Text section:
After much searching we found Camp Lane, a summer camp nestled along the Siuslaw River about half an hour from our hometown of Eugene. It had everything we could want: a commercial kitchen, an historic log lodge, a copse of trees perfect for the ceremony AND a swimming hole, myriad games, cabins and large open fields for camping.

On the bridge

We – and that term encompasses not just Cameron and me, but friends and family as well – took a hands-on approach and made most of the elements of our wedding. We fully planned to make our own invitations, but I got absurdly lucky and won a contest hosted by the wedding blog Style Me Pretty. The prize was a full, custom-designed letter-pressed invitation suite by Paisley Quill and oh man, do I love them!

Records shown:

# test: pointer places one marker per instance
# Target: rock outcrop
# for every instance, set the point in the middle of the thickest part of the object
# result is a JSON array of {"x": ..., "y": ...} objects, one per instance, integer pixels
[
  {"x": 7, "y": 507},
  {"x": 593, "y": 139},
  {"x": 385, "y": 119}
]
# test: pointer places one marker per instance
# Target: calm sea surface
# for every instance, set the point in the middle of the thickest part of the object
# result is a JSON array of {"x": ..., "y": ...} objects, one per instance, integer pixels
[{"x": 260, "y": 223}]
* * *
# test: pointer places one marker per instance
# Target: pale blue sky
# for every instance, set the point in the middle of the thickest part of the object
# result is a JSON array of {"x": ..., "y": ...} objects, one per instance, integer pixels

Requests:
a: In the wedding text, what prize did the writer win in the Style Me Pretty contest?
b: Go on with the wedding text, picking up right after its last sentence.
The listing plays no part in what comes next.

Expected results:
a: A full, custom-designed letter-pressed invitation suite by Paisley Quill.

b:
Molly at Paisley Quill had such creative ideas and her design completely captured the feeling of our wedding. The invitations were such a hit that Cameron’s Aunt Lory made us this incredible quilt:


Cameron and I went back and forth a lot on whether it was worth it to hire professional photographers. In hindsight, it’s one of the best decisions we made – the images are touchstones for memories that might otherwise blend into a hazy – albeit happy – remembrance of that day.


Kelty and Hannah of the Weaver House are amazing women and absolute magicians. Neither Cameron nor I are comfortable around cameras – I typically look like I’m trying to eat the camera; all neck tendons and teeth and the whites of my eyes. Somehow they managed to capture photos where we look like us – but the ‘us’ we are when there aren’t any cameras around.

Dancing 2dancing

To help us stay within our budget, Kelty and Hannah took photos of the ceremony and dinner, but not the party after. Having both of them there meant that while one took portraits, the other was taking photos of our guests. The result is a beautiful and pretty complete record of the day.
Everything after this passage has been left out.